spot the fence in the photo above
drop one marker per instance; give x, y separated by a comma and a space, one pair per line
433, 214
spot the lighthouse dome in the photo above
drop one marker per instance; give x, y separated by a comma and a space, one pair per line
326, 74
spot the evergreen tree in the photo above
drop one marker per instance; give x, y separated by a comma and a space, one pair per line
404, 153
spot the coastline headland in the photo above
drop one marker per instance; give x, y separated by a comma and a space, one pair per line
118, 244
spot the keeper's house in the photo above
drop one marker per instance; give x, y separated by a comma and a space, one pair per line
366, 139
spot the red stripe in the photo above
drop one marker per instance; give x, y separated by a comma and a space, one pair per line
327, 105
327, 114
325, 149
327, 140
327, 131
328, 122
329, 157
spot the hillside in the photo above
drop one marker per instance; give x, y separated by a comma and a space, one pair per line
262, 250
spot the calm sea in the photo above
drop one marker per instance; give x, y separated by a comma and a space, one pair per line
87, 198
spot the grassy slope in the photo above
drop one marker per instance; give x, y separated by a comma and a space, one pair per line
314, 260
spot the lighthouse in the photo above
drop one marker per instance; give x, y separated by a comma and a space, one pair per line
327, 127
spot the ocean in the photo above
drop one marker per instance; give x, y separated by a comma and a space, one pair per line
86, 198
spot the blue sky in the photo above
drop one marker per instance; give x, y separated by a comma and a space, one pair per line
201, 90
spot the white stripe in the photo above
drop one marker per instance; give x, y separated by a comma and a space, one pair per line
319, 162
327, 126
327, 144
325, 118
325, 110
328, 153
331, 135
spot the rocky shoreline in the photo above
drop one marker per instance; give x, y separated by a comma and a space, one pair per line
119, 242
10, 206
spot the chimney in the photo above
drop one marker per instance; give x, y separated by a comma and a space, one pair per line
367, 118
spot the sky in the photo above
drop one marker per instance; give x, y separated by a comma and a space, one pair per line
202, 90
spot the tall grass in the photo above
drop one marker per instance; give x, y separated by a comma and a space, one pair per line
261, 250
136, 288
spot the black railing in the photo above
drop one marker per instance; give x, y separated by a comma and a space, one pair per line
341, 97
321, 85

■ **Exercise requirements**
Output every record exactly as written, with nothing dropped.

■ **Worked solution**
spot the fence in the photo above
drop one marker per instance; give x, y separated by a comma and a space, one pair per line
433, 214
spot the lighthouse dome in the photo above
drop one marker per instance; give x, y separated by a comma and a space, one pair per line
326, 74
spot the evergreen tree in the photo above
drop one marker per instance; give x, y separated by a comma and a space, one pair per line
404, 153
spot the coastline headland in the photo above
drop one marker per instance; give x, y separated by a comma and a space, one pair per line
118, 244
spot the keeper's house in the photo above
drop one marker per instance; give x, y separated by a comma and a space, one pair per line
366, 139
spot the red stripe in the photo above
drop one marker per instance; give x, y separated by a comma and a space, one pair per line
327, 105
327, 114
325, 149
327, 140
327, 131
328, 122
329, 157
spot the hillside in the photo above
drop one marker per instance; give x, y separated by a comma and a space, one pair per line
262, 250
spot the calm sea in the photo above
drop one marker per instance; give x, y separated by a comma and a space, one pair per line
87, 198
spot the grassy slope in the photo above
drop one marker per instance; give x, y separated by a comma and a space, one pair per line
314, 260
spot the lighthouse in the photo above
drop one marker per instance; give x, y separated by a comma and a space, one pair per line
327, 127
spot the ocean in the photo above
drop one marker per instance; give x, y separated by a comma and a space, one pair per line
86, 198
spot the blue sky in the photo above
drop one marker per instance; give x, y separated by a comma and a space, one pair per line
201, 90
spot the white stripe in the photo above
drop one marker per instance; give x, y separated by a comma and a space, one pair per line
319, 162
327, 126
327, 144
325, 118
325, 110
328, 153
331, 135
spot the rocky shoreline in the photo above
drop one marker per instance; give x, y separated by a comma and a space, one pair per line
119, 242
10, 206
spot the chimney in the photo above
drop one marker per instance; give x, y separated by a comma and a space, one pair per line
367, 118
spot the sky in the photo above
drop one marker per instance; give x, y separated by a comma and a space, one pair per line
202, 90
spot the tall grass in the photo above
drop one marker per instance; give x, y separated by a comma and a space, one pair per line
261, 250
136, 288
spot the black railing in the photo above
drop one marker per instance; give x, y separated by a comma and a space, one pair per line
341, 97
321, 85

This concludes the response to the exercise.